◆ **Your task**:
Nothing but an exact copy of the records is expected here.

------------------------------------------------------------------------

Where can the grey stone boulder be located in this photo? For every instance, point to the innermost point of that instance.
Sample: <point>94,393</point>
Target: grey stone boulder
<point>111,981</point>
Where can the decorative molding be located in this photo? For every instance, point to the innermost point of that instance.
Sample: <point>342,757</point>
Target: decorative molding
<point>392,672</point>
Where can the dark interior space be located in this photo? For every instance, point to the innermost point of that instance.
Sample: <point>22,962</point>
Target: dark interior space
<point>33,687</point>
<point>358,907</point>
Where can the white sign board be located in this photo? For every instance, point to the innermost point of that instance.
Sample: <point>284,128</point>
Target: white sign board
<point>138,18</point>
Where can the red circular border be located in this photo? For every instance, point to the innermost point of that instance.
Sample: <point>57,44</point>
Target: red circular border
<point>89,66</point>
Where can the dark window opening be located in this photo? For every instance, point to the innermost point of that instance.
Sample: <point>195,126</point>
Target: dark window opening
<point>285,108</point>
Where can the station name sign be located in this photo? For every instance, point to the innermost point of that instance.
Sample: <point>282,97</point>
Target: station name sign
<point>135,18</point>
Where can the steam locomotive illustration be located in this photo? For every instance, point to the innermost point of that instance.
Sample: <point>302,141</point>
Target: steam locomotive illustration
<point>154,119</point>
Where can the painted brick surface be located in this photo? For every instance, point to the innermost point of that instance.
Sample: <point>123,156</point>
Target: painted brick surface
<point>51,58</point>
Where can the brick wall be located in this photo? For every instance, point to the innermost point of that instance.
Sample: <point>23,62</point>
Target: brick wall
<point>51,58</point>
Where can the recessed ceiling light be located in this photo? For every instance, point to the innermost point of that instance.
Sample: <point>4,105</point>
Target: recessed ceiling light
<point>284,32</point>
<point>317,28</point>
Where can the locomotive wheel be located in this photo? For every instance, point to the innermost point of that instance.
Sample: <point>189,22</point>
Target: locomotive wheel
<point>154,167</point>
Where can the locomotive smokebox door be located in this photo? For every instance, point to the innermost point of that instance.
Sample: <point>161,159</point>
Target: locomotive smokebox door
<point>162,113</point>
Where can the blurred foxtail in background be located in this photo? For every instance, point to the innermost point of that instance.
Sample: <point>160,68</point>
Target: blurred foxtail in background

------------------------------------------------------------------------

◆ **Task output**:
Where can the grey stone boulder be located in this photo? For every instance, point to the innermost point of that instance.
Sample: <point>94,393</point>
Target: grey stone boulder
<point>111,981</point>
Where can the decorative molding be located in this photo? For every instance, point to the innermost point of that instance.
Sample: <point>342,757</point>
Target: decorative molding
<point>392,672</point>
Where can the dark interior space be located in this photo? For every instance, point to the innermost point of that instance.
Sample: <point>22,962</point>
Target: dark interior space
<point>33,687</point>
<point>358,907</point>
Where can the white sign board be located in this photo? For every instance, point to the innermost point of that instance.
Sample: <point>284,128</point>
Target: white sign board
<point>138,18</point>
Where can the red circular border be located in this photo? For every instance, point to the innermost point of that instance.
Sample: <point>57,44</point>
Target: red circular border
<point>89,66</point>
Where can the dark window opening be located in this photo? For every instance, point to the innermost point of that instance.
Sample: <point>195,126</point>
Target: dark window opening
<point>285,108</point>
Where can the station name sign be located in this photo? For every instance, point to the innermost point of that instance.
Sample: <point>282,97</point>
Target: station name sign
<point>135,18</point>
Where can the steam locomotive illustration be located in this photo? For every instance, point to the innermost point of that instance.
Sample: <point>302,141</point>
Target: steam locomotive illustration
<point>154,119</point>
Where can the painted brick surface be located in this photo? For every instance, point to the innermost point of that instance.
Sample: <point>123,156</point>
Target: painted brick surface
<point>51,58</point>
Where can the brick wall be located in this photo? For every instance, point to the innermost point of that instance.
Sample: <point>23,62</point>
Target: brick wall
<point>51,58</point>
Where can the recessed ceiling light be located in this photo? For every instance, point to the innermost point of that instance.
Sample: <point>4,105</point>
Target: recessed ceiling light
<point>284,32</point>
<point>317,28</point>
Where can the locomotive wheel be located in this photo? For every instance, point to the innermost point of that instance.
Sample: <point>189,22</point>
Target: locomotive wheel
<point>154,167</point>
Where can the locomotive smokebox door be located in this photo? For every instance, point to the innermost point of that instance.
Sample: <point>161,159</point>
Target: locomotive smokebox door
<point>162,113</point>
Where can the blurred foxtail in background be located in this photo? For every instance, point to the innermost point of that instance.
Sample: <point>160,68</point>
Target: blurred foxtail in background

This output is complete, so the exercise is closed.